WHAT IS REQUIRED: Which lines in the records below contain the word "jersey"? Locate each one and copy it.

RAW RECORDS:
......

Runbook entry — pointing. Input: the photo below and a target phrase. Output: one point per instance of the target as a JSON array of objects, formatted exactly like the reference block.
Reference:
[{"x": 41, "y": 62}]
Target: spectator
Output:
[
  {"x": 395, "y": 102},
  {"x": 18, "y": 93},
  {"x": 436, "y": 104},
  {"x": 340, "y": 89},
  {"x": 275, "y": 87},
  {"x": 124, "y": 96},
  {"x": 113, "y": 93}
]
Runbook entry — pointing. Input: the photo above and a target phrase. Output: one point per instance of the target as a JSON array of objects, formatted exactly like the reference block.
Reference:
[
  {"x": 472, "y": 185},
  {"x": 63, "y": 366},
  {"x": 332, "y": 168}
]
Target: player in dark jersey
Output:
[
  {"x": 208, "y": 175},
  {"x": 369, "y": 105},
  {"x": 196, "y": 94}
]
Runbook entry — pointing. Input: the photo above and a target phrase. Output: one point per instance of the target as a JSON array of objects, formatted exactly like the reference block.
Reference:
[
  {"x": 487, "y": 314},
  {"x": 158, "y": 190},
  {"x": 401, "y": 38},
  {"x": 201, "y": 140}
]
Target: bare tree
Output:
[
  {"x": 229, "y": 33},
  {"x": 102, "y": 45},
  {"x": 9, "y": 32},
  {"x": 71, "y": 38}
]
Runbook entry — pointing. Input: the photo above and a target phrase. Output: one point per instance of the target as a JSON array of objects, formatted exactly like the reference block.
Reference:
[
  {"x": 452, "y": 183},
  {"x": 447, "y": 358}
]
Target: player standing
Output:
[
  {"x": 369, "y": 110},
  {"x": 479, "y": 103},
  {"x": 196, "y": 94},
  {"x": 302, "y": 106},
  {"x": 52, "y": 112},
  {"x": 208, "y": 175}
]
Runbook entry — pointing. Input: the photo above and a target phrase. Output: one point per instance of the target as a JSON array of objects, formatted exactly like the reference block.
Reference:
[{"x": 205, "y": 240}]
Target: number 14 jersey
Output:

......

COMPLETED EXERCISE:
Target: player in dark jersey
Target: number 14 jersey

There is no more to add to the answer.